* [Given records]:

****************************************

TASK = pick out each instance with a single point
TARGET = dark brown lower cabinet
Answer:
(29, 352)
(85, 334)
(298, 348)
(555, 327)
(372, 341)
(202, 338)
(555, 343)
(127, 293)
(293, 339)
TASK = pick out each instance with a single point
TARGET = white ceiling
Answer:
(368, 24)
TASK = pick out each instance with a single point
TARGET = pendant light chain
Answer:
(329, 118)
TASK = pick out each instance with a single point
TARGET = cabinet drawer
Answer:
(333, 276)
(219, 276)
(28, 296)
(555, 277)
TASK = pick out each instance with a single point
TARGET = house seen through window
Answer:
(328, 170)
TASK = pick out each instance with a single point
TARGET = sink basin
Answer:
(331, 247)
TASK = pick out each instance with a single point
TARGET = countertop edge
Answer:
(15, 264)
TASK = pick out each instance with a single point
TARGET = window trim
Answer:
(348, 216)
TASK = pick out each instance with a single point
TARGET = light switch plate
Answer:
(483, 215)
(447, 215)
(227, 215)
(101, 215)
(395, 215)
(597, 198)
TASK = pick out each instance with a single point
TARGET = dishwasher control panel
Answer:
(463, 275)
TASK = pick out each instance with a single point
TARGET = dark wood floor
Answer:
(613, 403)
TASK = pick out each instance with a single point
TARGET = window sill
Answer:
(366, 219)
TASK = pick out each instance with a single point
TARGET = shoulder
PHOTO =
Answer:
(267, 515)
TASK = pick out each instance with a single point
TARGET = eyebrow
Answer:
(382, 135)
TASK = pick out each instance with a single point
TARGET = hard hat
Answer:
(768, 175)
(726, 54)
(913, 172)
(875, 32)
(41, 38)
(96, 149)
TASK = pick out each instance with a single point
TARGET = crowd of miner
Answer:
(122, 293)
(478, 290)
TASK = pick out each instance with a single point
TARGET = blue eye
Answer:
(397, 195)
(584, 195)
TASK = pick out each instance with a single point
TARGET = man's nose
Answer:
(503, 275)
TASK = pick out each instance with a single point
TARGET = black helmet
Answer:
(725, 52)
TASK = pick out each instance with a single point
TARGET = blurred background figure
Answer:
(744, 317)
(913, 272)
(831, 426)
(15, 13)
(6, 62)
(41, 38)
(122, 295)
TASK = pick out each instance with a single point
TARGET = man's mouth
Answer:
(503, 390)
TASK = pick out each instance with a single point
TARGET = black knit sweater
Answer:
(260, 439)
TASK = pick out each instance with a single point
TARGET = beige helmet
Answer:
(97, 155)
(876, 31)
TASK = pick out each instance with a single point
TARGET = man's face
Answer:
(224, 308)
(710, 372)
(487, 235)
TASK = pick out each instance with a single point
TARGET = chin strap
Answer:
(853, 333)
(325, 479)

****************************************

Retype the listing above in full, with no alterations.

TASK = pick out each instance with a single point
TARGET = dark brown lower cabinet
Answer:
(29, 352)
(85, 334)
(298, 348)
(555, 327)
(372, 341)
(202, 338)
(555, 343)
(127, 293)
(293, 339)
TASK = pick out each instance with a single point
TARGET = white ceiling
Answer:
(368, 24)
TASK = pick out each instance with a single point
TARGET = pendant light chain
Answer:
(329, 118)
TASK = pick out each instance with a single point
TARGET = cabinet drawer
Answer:
(333, 276)
(219, 276)
(28, 296)
(555, 277)
TASK = pick out each instance with a single point
TARGET = house seen through window
Answer:
(328, 170)
TASK = pick out each instance with a single point
TARGET = sink basin
Answer:
(331, 247)
TASK = pick out each instance with a single point
TARGET = countertop edge
Answer:
(15, 264)
TASK = pick out each instance with a single point
TARGET = window trim
Answer:
(348, 216)
TASK = pick out each instance with a single point
TARGET = light switch plate
Answer:
(483, 215)
(447, 215)
(227, 215)
(101, 215)
(395, 215)
(597, 198)
TASK = pick out each instance with a single point
TARGET = dishwasher control panel
Answer:
(463, 275)
TASK = pick out each instance with a single point
TARGET = dark wood floor
Answer:
(613, 403)
TASK = pick out each instance with a single point
TARGET = window sill
Answer:
(366, 219)
TASK = pick out each instance with a single point
TARGET = shoulder
PHOTO =
Answer:
(267, 515)
TASK = pick out each instance with a single point
TARGET = eyebrow
Answer:
(382, 135)
TASK = pick out each instance with a single point
TARGET = hard hat
Answer:
(768, 175)
(726, 54)
(913, 172)
(875, 32)
(41, 38)
(96, 149)
TASK = pick out each instance with a single point
TARGET = crowd of miner
Answer:
(122, 293)
(478, 290)
TASK = pick out each instance with a single point
TARGET = blue eye
Answer:
(397, 195)
(584, 195)
TASK = pick out each instance with a single point
TARGET = man's nose
Answer:
(503, 275)
TASK = pick out each instance with a single point
TARGET = black helmet
Answer:
(725, 52)
TASK = pick out each instance with a single point
TARGET = blurred background figure
Answer:
(744, 317)
(913, 272)
(831, 426)
(15, 13)
(6, 62)
(41, 38)
(122, 295)
TASK = pick out each instance with a single point
TARGET = man's mouth
Answer:
(503, 390)
TASK = pick out each instance with a single point
TARGET = black knit sweater
Answer:
(260, 439)
TASK = pick out each instance with a single point
TARGET = beige helmet
Answer:
(97, 155)
(876, 31)
TASK = pick out each instance with a single point
TARGET = man's face
Answer:
(224, 308)
(710, 372)
(487, 235)
TASK = pick out each instance with a single point
TARGET = chin strap
Answer:
(853, 333)
(325, 479)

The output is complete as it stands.